TASK TO COMPLETE: Search the entries below for the string "decorative" and give the number of lines that hold it, nothing else.

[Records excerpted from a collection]
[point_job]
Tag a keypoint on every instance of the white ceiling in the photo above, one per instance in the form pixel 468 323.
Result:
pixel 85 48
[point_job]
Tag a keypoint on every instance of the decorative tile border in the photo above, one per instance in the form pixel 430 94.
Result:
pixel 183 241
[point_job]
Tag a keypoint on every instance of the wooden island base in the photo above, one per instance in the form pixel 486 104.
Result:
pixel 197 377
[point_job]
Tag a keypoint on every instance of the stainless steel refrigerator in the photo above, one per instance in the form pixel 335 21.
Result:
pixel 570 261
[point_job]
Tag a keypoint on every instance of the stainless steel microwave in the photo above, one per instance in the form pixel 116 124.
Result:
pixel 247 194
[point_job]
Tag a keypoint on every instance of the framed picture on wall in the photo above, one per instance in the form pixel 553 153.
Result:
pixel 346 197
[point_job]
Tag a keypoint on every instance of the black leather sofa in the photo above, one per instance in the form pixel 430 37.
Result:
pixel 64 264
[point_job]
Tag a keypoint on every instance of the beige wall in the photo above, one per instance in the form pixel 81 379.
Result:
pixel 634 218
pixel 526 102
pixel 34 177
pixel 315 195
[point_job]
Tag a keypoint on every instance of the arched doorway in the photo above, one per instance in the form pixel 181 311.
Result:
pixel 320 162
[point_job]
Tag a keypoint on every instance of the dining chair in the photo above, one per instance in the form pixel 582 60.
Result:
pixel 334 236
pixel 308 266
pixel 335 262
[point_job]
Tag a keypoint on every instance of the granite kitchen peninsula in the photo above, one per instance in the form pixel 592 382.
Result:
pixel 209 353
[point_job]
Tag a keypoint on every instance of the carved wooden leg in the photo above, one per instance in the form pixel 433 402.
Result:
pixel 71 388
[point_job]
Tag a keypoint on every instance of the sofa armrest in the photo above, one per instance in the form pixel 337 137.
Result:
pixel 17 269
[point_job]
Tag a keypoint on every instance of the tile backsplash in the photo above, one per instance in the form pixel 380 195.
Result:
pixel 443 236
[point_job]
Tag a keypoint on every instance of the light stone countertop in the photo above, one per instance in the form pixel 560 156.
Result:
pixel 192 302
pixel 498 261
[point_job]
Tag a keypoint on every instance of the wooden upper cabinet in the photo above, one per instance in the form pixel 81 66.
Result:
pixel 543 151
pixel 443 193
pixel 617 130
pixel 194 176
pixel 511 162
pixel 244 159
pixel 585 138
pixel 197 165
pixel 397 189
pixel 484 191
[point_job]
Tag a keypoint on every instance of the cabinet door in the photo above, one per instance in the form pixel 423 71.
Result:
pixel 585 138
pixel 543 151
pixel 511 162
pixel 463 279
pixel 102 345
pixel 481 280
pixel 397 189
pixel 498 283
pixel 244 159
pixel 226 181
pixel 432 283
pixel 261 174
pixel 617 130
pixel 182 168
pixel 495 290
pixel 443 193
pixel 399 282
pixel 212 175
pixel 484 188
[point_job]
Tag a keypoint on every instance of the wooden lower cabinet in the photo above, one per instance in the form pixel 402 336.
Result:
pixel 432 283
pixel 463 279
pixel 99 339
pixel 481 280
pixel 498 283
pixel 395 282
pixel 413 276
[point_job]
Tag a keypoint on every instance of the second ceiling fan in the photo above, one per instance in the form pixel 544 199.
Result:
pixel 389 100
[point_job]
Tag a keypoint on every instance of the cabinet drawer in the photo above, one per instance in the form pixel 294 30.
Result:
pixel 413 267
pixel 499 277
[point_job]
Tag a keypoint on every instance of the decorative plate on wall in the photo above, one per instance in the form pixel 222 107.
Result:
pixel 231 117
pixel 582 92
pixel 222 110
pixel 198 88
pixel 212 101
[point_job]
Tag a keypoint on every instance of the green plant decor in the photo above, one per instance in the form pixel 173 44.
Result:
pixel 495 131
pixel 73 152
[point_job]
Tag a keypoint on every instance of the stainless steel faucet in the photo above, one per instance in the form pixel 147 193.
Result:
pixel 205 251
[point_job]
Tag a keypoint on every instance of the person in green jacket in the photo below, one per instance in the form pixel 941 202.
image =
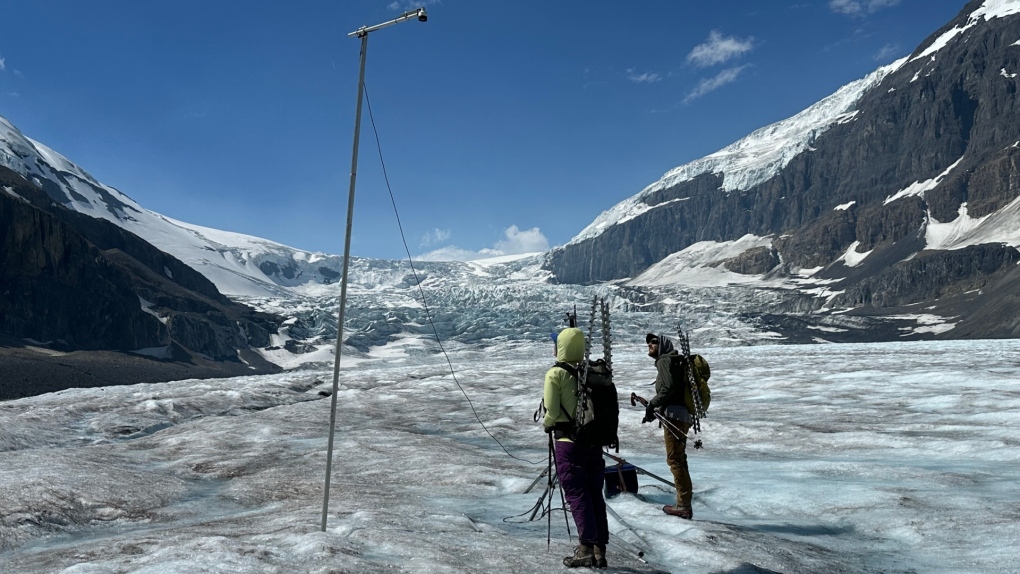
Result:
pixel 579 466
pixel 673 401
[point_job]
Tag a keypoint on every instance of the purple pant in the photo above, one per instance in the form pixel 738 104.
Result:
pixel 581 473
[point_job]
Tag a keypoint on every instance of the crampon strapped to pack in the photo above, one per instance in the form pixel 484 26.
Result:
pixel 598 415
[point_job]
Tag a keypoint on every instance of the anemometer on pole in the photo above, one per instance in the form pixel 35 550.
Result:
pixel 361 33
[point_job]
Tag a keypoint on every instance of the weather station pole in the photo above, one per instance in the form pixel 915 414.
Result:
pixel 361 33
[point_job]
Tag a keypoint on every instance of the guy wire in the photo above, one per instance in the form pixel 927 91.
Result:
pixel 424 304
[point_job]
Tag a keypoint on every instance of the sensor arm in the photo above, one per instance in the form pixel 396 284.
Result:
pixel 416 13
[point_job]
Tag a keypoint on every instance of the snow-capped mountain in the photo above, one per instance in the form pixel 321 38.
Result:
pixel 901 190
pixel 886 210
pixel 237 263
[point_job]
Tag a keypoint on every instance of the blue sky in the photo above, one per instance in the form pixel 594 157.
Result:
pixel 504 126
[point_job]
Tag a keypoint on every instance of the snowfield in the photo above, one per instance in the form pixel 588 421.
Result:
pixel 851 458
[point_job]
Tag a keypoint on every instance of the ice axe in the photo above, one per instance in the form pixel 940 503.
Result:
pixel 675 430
* * *
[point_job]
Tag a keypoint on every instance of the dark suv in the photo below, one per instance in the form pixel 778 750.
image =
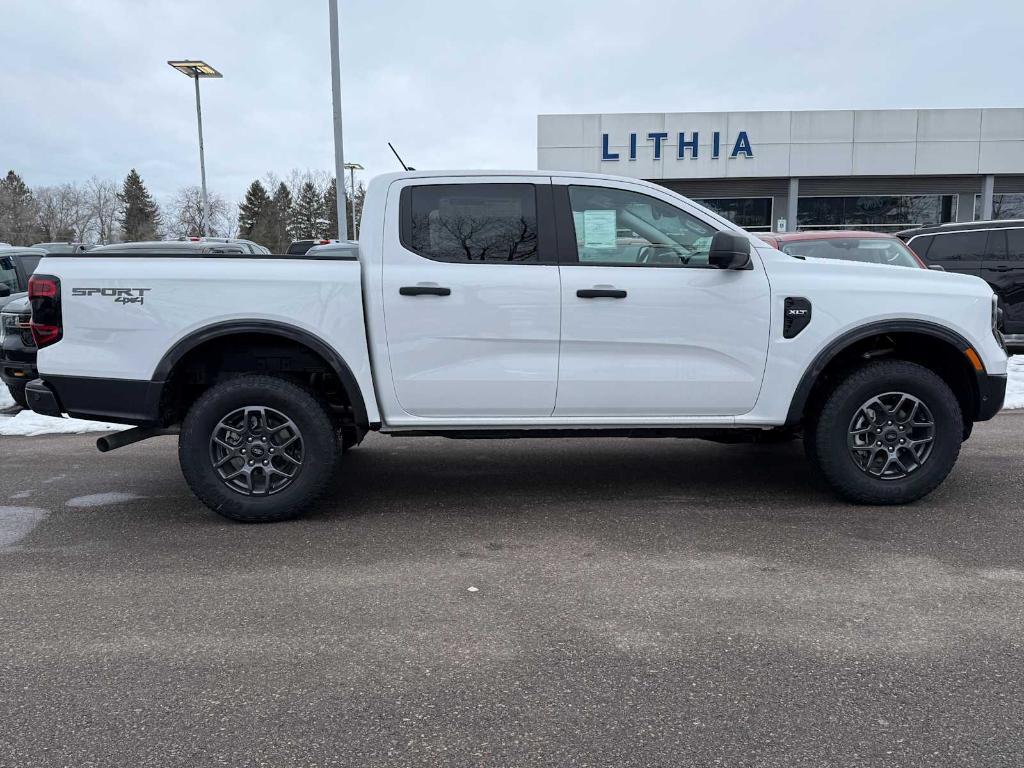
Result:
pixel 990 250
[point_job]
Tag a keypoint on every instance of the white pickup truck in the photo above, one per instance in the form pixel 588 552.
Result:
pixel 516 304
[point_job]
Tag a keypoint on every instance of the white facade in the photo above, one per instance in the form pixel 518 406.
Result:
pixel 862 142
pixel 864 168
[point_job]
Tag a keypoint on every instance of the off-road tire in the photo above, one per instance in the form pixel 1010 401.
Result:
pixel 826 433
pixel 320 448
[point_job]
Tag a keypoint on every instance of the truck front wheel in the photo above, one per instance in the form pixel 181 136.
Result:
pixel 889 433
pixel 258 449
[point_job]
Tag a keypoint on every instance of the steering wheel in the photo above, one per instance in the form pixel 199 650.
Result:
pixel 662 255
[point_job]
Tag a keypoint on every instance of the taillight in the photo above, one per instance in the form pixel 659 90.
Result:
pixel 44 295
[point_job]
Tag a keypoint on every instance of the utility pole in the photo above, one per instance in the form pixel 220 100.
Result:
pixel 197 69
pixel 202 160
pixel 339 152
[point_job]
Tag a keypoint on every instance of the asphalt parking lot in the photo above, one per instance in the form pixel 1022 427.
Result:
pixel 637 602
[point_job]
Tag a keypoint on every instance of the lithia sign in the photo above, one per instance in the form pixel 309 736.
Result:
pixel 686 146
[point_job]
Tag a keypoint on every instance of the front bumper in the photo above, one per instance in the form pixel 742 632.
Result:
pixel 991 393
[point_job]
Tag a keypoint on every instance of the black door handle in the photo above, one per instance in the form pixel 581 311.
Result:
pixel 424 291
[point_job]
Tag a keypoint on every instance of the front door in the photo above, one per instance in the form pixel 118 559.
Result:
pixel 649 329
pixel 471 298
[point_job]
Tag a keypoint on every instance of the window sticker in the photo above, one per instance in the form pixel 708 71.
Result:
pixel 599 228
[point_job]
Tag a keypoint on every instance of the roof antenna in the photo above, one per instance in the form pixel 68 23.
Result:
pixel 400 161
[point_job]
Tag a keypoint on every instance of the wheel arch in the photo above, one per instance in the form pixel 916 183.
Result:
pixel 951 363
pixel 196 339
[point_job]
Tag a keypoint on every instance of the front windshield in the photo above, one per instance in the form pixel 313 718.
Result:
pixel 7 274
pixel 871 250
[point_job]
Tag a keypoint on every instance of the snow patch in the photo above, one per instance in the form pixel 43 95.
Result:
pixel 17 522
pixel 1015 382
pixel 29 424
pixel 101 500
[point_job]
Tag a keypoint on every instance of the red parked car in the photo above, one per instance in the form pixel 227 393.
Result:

SOLUTION FOR THIS TASK: 2